* **WHAT THIS TASK INVOLVES**: List all lines of the data containing the word "mirror".

Image-grounded pointing data
══════════

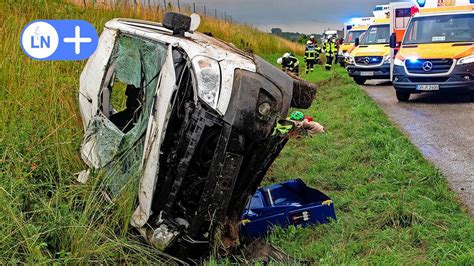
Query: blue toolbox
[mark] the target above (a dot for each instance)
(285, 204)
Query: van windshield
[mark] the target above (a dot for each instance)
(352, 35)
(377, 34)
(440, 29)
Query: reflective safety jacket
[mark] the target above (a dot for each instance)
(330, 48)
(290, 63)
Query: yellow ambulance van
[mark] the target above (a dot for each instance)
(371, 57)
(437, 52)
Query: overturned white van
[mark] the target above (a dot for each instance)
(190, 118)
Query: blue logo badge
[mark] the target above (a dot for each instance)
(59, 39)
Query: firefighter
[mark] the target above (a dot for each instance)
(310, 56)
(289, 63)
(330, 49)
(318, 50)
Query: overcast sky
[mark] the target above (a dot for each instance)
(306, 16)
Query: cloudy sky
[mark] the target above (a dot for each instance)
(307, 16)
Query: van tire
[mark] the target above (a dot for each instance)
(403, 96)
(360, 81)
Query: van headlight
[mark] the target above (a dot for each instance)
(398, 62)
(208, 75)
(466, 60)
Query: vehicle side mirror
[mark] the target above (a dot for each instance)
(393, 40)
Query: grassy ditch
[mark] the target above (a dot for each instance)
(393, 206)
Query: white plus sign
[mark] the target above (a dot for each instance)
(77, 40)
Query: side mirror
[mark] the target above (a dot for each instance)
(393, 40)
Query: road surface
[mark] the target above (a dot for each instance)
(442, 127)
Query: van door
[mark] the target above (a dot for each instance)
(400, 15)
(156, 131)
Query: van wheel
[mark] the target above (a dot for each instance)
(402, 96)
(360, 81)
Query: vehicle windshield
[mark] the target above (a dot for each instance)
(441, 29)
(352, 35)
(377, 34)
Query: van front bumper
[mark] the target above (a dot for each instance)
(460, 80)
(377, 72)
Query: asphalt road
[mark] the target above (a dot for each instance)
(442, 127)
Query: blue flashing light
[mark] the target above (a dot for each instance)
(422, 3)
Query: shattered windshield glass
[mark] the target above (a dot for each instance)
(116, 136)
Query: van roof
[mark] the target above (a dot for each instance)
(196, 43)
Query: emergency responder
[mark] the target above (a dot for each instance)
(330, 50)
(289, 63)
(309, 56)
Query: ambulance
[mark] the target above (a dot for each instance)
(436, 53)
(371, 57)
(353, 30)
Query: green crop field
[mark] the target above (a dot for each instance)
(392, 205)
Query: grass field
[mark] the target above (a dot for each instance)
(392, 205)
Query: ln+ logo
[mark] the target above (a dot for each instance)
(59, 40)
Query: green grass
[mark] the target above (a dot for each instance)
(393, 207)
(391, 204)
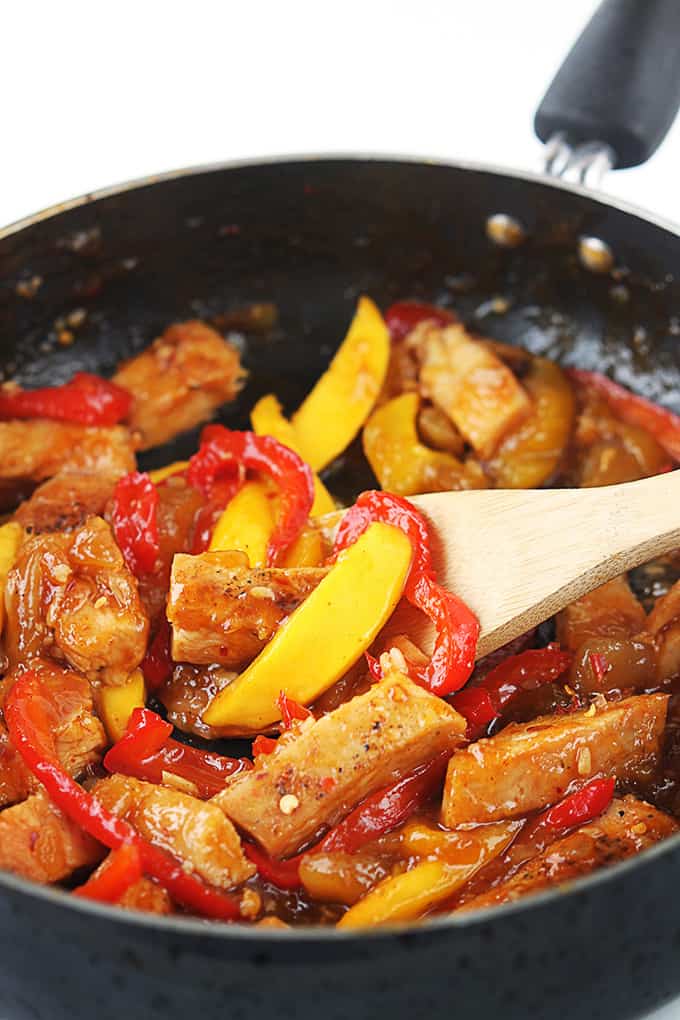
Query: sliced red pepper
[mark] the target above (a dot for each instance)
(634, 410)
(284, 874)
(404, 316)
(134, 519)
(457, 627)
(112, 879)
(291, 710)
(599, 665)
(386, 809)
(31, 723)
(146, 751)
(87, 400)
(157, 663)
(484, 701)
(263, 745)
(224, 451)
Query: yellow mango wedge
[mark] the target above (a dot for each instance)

══════════

* **THE ANSWER**:
Query: vehicle side mirror
Query: side mirror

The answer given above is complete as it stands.